↓↓↓

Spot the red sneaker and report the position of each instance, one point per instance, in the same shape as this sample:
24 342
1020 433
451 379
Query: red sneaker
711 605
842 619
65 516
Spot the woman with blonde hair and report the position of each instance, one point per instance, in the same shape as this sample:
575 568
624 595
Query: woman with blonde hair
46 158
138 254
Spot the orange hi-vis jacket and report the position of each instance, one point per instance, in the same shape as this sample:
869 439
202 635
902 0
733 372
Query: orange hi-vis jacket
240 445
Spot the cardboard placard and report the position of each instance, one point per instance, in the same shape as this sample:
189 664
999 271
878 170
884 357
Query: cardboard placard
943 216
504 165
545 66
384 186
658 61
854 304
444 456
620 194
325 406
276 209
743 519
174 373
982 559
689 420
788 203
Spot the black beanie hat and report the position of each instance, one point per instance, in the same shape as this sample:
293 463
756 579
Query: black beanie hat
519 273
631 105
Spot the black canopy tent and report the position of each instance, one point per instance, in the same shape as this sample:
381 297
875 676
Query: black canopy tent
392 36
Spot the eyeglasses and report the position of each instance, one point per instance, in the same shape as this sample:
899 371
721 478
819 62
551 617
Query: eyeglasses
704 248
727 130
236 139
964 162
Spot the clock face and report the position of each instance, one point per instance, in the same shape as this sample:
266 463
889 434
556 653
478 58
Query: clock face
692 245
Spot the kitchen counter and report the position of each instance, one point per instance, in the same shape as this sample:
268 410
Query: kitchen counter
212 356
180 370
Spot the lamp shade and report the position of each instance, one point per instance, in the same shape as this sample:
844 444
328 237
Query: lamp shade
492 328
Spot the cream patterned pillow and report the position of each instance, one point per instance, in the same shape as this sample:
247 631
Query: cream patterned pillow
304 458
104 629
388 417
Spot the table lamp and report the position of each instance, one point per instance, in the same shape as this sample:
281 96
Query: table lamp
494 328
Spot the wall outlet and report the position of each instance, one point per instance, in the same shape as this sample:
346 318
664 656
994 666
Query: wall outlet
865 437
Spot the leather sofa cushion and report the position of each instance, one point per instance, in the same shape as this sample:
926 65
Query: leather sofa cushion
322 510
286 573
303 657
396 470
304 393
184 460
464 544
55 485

↑↑↑

*What to work on*:
Can you put every line of the records above into a JSON list of strings, one string per line, with blank lines left out?

*Answer*:
[
  "Spot the red sneaker and report the position of each instance, one point per instance, in the same shape as this sample:",
  "24 342",
  "1020 433",
  "451 379",
  "Query: red sneaker",
  "711 605",
  "842 619",
  "65 516",
  "Spot the woman with blonde hair and report the position of each instance, one point per instance, in the same shape as this sample:",
  "575 568",
  "624 595",
  "Query: woman with blonde hair",
  "46 158",
  "138 254",
  "Spot the orange hi-vis jacket and report the position of each instance, one point per instance, in the same shape as this sample:",
  "869 439",
  "202 635",
  "902 0",
  "733 372",
  "Query: orange hi-vis jacket",
  "240 445",
  "Spot the cardboard placard and report the position of each instance, one point per instance, in the same shape as this sample:",
  "189 664",
  "999 271",
  "878 170",
  "884 357",
  "Query: cardboard placard",
  "943 216",
  "504 165",
  "545 66",
  "384 186",
  "658 61",
  "854 304",
  "444 456",
  "620 194",
  "325 406",
  "276 209",
  "743 519",
  "174 373",
  "982 559",
  "689 420",
  "788 203",
  "Spot the black beanie hat and report the position of each instance, one point per instance, in the same shape as this sample:",
  "293 463",
  "756 579",
  "Query: black beanie hat",
  "519 273",
  "631 105",
  "Spot the black canopy tent and report the position of each instance, one point per instance, in the same shape as this sample:",
  "381 297",
  "875 676",
  "Query: black canopy tent",
  "392 36",
  "Spot the eyeglasses and report the position of each instance, one point per instance, in the same shape as this sample:",
  "899 371",
  "721 478",
  "819 62",
  "551 617",
  "Query: eyeglasses",
  "704 248",
  "727 130",
  "236 139",
  "964 162",
  "Spot the clock face and report the position of each instance, one point per instance, in the same shape as this sample:",
  "266 463",
  "889 434",
  "556 653",
  "478 58",
  "Query: clock face",
  "692 245",
  "Spot the kitchen counter and report the position of each instance, one point per instance, in the same shape as this sample:",
  "268 410",
  "Query: kitchen counter",
  "212 356",
  "180 370",
  "Spot the lamp shade and report the position of each instance, one point per instance, in the same shape as this sample:",
  "844 444",
  "328 237",
  "Query: lamp shade",
  "492 328",
  "Spot the cream patterned pillow and report the position of each instance, one point per instance, in the same shape as this sample:",
  "247 631",
  "Query: cream patterned pillow",
  "304 458",
  "104 629",
  "388 417",
  "Spot the table lamp and report the position of each instance, one point per instance, in the same shape as this sample:",
  "281 96",
  "Query: table lamp",
  "494 328",
  "Spot the wall outlet and report the position of each instance, one point per instance, in the same shape as this sample:",
  "346 318",
  "664 656",
  "994 666",
  "Query: wall outlet",
  "865 437",
  "Spot the leather sofa cushion and report the position of each instance, one point per instance, in the same shape as this sample:",
  "926 65",
  "Query: leather sofa cushion",
  "322 510",
  "286 573",
  "303 657",
  "396 470",
  "304 393",
  "184 460",
  "464 544",
  "55 485"
]